-------- Selected text --------
To be fair, Regents v. Bakke (1977) does not rank among the most execrable decisions in the Court's history. It is scarcely as bad as Dred Scott (1856) or Plessy v. Ferguson (1895). One could hardly rank it lower than the second tier from the bottom of very bad cases.
The Court had to decide whether affirmative action by state universities was a violation of the Equal Protection Clause of the 14th Amendment. At question were admissions policies that unambiguously discriminated against Alan Bakke merely because of his racial identity.
The Court might have said that it is permissible to discriminate in favor of minority candidates against White candidates because the purpose of the policy was to remedy past discrimination against minorities. This would lead to the odd conclusion that equal protection protects some persons more than others, something Conservatives resolutely object to. While I am very skeptical about that proposition, there are arguments to be made in favor of it.
-------- Provided data --------
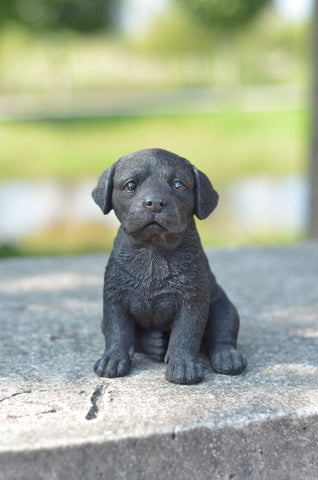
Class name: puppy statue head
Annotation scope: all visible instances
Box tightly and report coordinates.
--------
Continue the commentary on Regents v. Bakke from the point where it stops. The listing was drawn from a different source than the text.

Current law protects persons with disabilities against discrimination and indeed requires a wide variety of practices intended to open access to public and private facilities and to create a "barrier-free world". The law does not protect short people, despite obvious difficulties that such people experience and reams of evidence that they suffer discrimination. Being an attitudinally challenged person myself, am I denied equal protection? Probably not. The purpose of the law is not to inhibit one population but to provide needed protection for groups that especially need it. This is a judgment call and it is one that legislatures are better able to make than courts.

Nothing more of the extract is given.